■ **Task to complete**: From the first line to the last, repeat the data exactly and drop the pictures.

(Photo-based referring expression data)

· · · ·

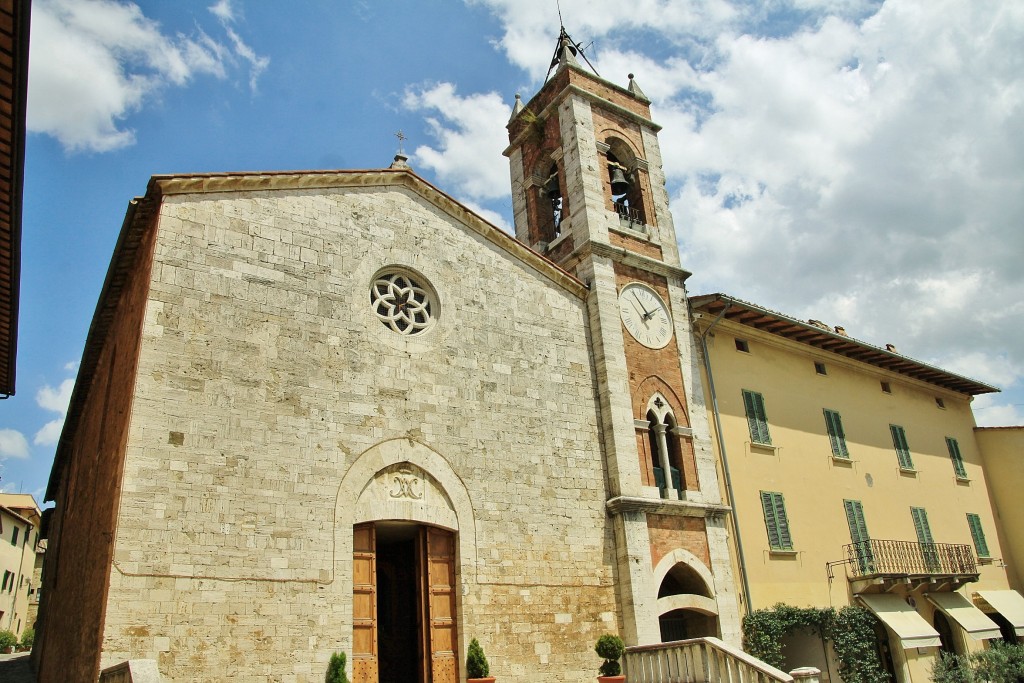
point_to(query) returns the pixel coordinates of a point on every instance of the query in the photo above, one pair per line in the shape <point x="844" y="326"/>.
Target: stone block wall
<point x="264" y="375"/>
<point x="88" y="468"/>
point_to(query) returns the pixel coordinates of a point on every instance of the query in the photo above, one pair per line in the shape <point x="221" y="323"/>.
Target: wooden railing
<point x="697" y="660"/>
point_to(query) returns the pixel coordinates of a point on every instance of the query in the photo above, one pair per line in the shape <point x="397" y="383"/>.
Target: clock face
<point x="645" y="315"/>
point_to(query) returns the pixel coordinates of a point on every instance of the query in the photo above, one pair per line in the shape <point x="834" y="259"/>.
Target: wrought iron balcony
<point x="906" y="559"/>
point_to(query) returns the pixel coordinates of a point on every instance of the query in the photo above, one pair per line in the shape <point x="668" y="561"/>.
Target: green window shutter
<point x="834" y="425"/>
<point x="902" y="450"/>
<point x="861" y="541"/>
<point x="757" y="418"/>
<point x="855" y="519"/>
<point x="776" y="520"/>
<point x="928" y="549"/>
<point x="956" y="459"/>
<point x="974" y="521"/>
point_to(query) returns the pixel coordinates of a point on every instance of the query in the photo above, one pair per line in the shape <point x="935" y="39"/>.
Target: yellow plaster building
<point x="1003" y="453"/>
<point x="19" y="518"/>
<point x="856" y="477"/>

· · · ·

■ **Finished task**:
point_to(query) returns the pixel coordinates of a point on every instance of the query in the photo above, one pair per line in the shape <point x="844" y="326"/>.
Target: stone block wall
<point x="264" y="375"/>
<point x="88" y="468"/>
point_to(query) returns the pixel coordinates of a point on every instance of the query in the photo above, one pair per line in the shape <point x="221" y="323"/>.
Target: wooden railing
<point x="697" y="660"/>
point_to(query) returns the pixel coordinates of a point on every instance of the query in the photo above, one pair per line in the shape <point x="397" y="383"/>.
Target: clock face
<point x="645" y="315"/>
point_to(query) returns the pixel coordinates of a point on every instance of the query in the photo above, one pair per line in the shape <point x="834" y="259"/>.
Target: wrought iron balcony
<point x="906" y="559"/>
point_to(query) returns the pixel coordinates of a point on every instance of the query in the photo above, one pair per line in the shape <point x="668" y="561"/>.
Target: green window shutter
<point x="834" y="425"/>
<point x="902" y="450"/>
<point x="861" y="541"/>
<point x="757" y="418"/>
<point x="855" y="519"/>
<point x="776" y="520"/>
<point x="928" y="549"/>
<point x="956" y="459"/>
<point x="974" y="521"/>
point_to(query) returns the pixel coordinates of a point on every instance of the query in the photo above, one pair per line in the shape <point x="935" y="39"/>.
Target: yellow plaster building
<point x="1003" y="453"/>
<point x="19" y="518"/>
<point x="856" y="477"/>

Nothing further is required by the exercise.